[Opening MATERIAL FOR THIS TASK section]

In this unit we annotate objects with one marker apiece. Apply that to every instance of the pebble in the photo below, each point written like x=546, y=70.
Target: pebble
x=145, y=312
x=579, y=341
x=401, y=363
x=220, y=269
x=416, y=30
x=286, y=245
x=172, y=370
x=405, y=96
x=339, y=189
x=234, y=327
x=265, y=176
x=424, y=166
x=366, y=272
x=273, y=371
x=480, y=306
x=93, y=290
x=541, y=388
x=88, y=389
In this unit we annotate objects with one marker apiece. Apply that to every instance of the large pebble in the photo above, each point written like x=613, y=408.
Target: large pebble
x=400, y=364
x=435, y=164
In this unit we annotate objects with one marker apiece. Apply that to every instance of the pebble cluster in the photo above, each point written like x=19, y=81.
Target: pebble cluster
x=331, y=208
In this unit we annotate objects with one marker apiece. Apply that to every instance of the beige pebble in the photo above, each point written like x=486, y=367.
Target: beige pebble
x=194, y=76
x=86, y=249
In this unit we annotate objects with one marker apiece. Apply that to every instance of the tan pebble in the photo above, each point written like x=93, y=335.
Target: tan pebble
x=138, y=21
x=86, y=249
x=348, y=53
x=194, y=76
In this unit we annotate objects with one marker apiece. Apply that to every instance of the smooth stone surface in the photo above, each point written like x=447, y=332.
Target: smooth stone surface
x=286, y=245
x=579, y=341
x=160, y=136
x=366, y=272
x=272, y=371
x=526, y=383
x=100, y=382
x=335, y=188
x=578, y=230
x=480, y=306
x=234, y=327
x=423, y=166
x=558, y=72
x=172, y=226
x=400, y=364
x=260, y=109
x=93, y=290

[Closing MATERIAL FOR THIS TASK section]

**WHAT IS REQUIRED:** Copy over exactly the lines above from the one with "like x=613, y=408." to the last, both included, and no others.

**RESPONSE BELOW:**
In this unit we annotate objects with one marker apiece. Apply that to every instance of the large pebble in the photo above, each point written like x=613, y=408.
Target: large pebble
x=400, y=364
x=435, y=164
In this unit we annotate objects with one marker apiece. Apply that to every instance of the pebble cluster in the photo above, each point written like x=19, y=81.
Target: pebble cluster
x=331, y=208
In this unit we annotate objects with one marker apiece. Apply that to every instance of the beige pebble in the photo above, each point written like x=486, y=367.
Target: beige pebble
x=194, y=76
x=86, y=249
In this unit we annotate objects with one marker apiece. Apply that to every instance of the tan pebble in the photo above, each point written like x=93, y=335.
Target: tan pebble
x=138, y=21
x=86, y=249
x=348, y=53
x=194, y=76
In this unit we annotate objects with one marker apiece. Apply that to every instance of the smooth stone surface in the photo above, each point written like x=447, y=332.
Target: smooth stone surface
x=286, y=245
x=579, y=341
x=160, y=136
x=366, y=272
x=272, y=371
x=526, y=383
x=100, y=382
x=335, y=188
x=578, y=230
x=480, y=306
x=234, y=327
x=423, y=166
x=558, y=72
x=172, y=226
x=400, y=364
x=260, y=109
x=93, y=290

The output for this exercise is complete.